## [TEXT PROVIDED]
━━━━━━━━━━━━━━━━

Python’s appeal lies in the fact that it is at once both accessible to novice programmers and sufficiently powerful for experienced programmers. It boasts a straightforward syntax that minimizes the learning curve, enabling researchers to quickly grasp the essentials of programming and apply them to their specific scientific endeavors. Furthermore, its open-source nature ensures that a vibrant community continuously enhances and extends its capabilities, offering an ever-evolving set of tools tailored to the needs of a broad and diverse community.

We do not assume that the reader has prior knowledge of Python programming. Early chapters of this book provide a thorough introduction to the aspects of Python programming that are critical to its application by researchers, especially in a research laboratory setting. That said, we do not intend to cover Python programming in its entirety. Our focus is on helping researchers streamline their laboratory operations, including experimental data collection, analysis, and reporting.

━━━━━━━━━━━━━━━━

## [SET OF TASKS]
• A. From the Python passage, please output everything from "We do not assume" down to "analysis, and reporting." word for word.
• B. In the Python passage, what is the book's stated focus?
• C. Resume the Python passage after its final sentence, keeping its tone and subject.

━━━━━━━━━━━━━━━━

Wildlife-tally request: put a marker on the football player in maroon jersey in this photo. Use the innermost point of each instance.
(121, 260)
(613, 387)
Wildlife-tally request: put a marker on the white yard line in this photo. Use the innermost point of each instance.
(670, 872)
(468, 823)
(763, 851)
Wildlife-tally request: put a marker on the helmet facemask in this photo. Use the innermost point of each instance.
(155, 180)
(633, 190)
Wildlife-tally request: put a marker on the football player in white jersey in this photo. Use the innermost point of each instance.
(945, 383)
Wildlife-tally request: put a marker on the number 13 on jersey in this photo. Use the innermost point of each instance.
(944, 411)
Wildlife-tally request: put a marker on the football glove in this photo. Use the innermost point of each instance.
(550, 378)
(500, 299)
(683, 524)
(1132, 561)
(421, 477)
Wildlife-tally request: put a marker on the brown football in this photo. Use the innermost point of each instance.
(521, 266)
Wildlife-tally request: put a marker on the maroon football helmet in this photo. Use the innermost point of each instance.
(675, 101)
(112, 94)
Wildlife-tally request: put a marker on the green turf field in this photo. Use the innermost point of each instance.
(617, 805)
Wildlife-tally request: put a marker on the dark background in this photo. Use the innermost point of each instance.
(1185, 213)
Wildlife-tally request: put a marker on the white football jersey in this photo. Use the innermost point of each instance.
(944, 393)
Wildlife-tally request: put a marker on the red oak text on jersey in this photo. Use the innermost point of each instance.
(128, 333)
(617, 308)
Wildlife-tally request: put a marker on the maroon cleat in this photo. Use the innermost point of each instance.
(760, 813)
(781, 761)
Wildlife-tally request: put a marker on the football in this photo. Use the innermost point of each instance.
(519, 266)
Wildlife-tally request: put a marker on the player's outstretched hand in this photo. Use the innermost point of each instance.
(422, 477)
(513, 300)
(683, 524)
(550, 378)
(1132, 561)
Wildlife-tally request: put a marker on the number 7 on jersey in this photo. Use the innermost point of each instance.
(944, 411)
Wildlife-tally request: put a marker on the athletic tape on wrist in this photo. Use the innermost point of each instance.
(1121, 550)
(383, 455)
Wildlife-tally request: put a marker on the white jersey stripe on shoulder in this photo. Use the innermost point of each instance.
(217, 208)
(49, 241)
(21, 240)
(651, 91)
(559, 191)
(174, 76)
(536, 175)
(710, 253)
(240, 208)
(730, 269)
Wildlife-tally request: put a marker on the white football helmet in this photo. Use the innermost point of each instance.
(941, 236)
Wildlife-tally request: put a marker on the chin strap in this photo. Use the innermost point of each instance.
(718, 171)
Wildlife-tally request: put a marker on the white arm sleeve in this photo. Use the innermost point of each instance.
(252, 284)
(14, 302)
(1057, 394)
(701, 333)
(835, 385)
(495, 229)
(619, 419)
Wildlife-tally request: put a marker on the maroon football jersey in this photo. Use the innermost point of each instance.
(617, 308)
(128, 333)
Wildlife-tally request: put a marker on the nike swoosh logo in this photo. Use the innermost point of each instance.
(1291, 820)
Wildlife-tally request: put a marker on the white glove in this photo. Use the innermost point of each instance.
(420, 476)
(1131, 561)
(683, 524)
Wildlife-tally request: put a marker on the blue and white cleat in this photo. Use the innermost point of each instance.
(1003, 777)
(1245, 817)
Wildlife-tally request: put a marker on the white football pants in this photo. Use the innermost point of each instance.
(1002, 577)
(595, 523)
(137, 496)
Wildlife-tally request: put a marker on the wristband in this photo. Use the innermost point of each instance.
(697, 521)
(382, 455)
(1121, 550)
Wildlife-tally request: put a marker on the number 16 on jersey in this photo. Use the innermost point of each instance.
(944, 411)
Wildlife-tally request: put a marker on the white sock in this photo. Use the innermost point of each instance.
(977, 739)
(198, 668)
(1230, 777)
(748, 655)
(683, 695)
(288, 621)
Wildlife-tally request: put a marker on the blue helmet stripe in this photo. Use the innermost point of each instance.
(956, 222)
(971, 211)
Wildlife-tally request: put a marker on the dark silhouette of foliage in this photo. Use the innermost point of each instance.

━━━━━━━━━━━━━━━━

## [SOLVED PROBLEMS]
• A.
We do not assume that the reader has prior knowledge of Python programming. Early chapters of this book provide a thorough introduction to the aspects of Python programming that are critical to its application by researchers, especially in a research laboratory setting. That said, we do not intend to cover Python programming in its entirety. Our focus is on helping researchers streamline their laboratory operations, including experimental data collection, analysis, and reporting.

• B. Helping researchers streamline their laboratory operations, including experimental data collection, analysis, and reporting.

• C.
We survey the broad variety of ways in which Python may be used in a research laboratory. We delve into the various aspects of Python that make it an ideal choice for scientists and researchers. We examine its key features, its role in automation, data collection, data analysis, visualization, and scientific computing, and how it can be integrated seamlessly into laboratory workflows. Additionally, we explore some real-world examples of Python’s application in research settings, demonstrating its potential to streamline processes, improve productivity, and foster innovation.

Throughout the book, we develop numerous Python programs to solve real practical problems faced by research scientists. All source code may be downloaded from the book’s GitHub repository at https://github.com/russomf/syrlwp. All corrections and updates will be found there as well.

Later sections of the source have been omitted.